▶ [Problem] All lines after the one containing "Find water reflection.", together with that line itself, should be written out exactly, down to the last line of the entries below.
===== Dataset records =====
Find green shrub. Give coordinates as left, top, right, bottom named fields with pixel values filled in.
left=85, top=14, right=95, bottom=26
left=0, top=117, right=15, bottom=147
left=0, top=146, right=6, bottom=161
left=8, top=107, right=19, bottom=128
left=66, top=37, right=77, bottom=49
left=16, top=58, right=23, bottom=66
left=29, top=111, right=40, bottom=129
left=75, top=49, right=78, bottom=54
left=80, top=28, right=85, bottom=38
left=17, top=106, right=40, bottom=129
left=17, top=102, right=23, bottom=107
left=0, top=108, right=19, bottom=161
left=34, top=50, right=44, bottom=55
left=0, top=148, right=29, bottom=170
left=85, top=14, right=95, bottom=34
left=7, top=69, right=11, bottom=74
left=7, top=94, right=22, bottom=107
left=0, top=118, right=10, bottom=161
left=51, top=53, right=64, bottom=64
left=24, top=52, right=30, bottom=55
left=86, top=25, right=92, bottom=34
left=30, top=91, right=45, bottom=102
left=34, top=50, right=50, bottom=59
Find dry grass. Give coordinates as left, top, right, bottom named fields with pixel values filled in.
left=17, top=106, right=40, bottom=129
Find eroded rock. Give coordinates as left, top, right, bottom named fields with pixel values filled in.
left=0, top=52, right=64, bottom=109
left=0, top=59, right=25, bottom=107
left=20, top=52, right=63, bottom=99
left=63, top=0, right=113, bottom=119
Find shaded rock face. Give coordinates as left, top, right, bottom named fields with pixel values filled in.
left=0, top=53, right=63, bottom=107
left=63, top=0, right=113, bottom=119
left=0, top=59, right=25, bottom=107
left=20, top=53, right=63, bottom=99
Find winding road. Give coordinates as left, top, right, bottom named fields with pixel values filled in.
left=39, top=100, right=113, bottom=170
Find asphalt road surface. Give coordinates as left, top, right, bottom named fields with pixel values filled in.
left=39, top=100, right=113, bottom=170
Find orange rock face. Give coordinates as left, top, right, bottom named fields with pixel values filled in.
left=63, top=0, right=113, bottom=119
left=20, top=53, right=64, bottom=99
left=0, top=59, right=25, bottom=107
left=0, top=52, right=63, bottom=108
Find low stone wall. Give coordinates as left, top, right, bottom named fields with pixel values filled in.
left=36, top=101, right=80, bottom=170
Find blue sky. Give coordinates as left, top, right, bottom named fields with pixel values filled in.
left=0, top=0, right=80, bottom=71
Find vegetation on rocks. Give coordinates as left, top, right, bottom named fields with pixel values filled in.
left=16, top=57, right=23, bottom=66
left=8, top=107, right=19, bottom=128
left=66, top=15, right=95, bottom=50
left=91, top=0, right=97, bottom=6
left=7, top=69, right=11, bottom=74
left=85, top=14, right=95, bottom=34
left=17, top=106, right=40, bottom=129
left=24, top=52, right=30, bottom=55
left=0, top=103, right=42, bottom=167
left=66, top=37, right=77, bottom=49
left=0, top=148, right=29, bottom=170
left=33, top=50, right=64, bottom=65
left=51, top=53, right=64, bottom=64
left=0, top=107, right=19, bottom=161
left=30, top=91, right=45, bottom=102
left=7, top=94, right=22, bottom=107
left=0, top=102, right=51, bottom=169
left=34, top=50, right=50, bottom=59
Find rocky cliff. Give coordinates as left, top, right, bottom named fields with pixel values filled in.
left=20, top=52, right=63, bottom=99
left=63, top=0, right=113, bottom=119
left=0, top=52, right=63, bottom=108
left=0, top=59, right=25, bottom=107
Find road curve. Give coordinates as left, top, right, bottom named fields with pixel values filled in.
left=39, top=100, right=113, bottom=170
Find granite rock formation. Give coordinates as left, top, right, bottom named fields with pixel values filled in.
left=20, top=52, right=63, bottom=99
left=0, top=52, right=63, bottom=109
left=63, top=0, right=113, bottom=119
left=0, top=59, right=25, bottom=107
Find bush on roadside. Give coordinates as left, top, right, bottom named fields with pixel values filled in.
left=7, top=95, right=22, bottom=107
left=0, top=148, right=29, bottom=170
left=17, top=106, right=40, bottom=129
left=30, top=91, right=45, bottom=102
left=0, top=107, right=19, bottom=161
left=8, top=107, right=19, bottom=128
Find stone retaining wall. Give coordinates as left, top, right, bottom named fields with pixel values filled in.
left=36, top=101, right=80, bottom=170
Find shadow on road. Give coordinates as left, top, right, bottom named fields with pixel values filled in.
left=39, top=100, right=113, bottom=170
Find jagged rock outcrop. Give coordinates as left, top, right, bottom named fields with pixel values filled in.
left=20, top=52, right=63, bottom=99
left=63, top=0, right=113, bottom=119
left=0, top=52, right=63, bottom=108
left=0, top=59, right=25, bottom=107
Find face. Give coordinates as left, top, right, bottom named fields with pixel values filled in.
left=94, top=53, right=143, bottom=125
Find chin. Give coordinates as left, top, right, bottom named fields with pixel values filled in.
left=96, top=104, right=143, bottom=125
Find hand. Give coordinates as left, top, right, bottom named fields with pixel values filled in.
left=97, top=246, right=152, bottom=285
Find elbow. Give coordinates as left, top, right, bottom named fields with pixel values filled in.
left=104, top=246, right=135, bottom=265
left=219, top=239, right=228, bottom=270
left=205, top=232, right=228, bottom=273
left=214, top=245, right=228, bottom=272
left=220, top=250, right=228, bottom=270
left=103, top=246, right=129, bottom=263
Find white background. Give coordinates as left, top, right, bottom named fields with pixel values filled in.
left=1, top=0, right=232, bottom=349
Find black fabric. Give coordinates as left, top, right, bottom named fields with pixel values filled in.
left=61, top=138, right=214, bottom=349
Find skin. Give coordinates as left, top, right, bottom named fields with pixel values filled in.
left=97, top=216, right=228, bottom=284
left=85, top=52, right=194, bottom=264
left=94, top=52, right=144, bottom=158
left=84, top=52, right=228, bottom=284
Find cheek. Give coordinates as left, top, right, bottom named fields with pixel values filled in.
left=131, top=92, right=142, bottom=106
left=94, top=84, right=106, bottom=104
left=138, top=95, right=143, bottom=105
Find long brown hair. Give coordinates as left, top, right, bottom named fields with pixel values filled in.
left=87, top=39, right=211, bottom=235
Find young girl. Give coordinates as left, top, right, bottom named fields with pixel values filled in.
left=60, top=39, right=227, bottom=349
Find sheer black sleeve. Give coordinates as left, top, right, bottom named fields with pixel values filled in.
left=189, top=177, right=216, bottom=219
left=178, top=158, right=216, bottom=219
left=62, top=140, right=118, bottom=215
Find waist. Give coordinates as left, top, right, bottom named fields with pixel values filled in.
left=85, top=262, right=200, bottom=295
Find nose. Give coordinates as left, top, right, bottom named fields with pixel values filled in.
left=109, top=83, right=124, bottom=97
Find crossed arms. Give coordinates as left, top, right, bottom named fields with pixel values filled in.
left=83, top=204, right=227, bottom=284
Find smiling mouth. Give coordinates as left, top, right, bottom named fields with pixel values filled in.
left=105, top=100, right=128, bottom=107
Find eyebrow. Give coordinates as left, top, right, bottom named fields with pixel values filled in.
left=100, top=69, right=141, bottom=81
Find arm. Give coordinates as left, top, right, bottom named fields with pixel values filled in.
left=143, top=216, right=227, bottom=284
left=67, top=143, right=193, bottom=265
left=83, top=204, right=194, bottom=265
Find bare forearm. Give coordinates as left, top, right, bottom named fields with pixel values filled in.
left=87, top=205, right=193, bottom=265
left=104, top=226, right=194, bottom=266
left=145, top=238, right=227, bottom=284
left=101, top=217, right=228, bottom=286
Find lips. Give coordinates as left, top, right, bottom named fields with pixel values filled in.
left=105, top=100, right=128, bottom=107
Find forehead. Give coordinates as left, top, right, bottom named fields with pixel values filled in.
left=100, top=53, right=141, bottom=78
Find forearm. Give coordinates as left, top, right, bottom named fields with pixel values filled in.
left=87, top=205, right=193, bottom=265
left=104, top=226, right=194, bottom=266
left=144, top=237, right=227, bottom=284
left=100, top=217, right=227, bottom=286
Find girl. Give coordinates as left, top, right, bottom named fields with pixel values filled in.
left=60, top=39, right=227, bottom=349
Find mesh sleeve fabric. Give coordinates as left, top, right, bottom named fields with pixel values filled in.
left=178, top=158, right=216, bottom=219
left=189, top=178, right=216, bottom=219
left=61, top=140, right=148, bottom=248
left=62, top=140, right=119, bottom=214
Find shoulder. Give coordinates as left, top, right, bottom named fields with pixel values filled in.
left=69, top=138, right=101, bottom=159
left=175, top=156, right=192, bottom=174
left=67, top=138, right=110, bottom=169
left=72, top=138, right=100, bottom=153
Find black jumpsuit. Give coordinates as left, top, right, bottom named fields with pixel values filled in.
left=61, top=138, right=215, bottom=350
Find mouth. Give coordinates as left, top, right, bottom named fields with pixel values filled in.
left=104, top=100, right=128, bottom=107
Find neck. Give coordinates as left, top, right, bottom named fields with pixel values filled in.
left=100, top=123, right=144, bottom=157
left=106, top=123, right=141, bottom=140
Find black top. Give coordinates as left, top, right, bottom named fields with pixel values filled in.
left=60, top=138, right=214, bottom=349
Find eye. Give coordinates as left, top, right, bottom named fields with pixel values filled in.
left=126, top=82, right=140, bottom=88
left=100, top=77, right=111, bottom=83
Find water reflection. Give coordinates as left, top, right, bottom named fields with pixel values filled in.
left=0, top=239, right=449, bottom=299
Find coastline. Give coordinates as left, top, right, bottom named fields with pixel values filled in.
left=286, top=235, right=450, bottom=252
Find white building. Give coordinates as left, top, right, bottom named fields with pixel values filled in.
=====
▶ [Result]
Find water reflection. Give coordinates as left, top, right, bottom named fields with pixel values filled in.
left=0, top=239, right=449, bottom=299
Find coastline. Give coordinates as left, top, right, bottom named fields with pixel values filled in.
left=286, top=235, right=450, bottom=252
Find white building. Give coordinates as left, top, right, bottom named fields with pixel values filled in.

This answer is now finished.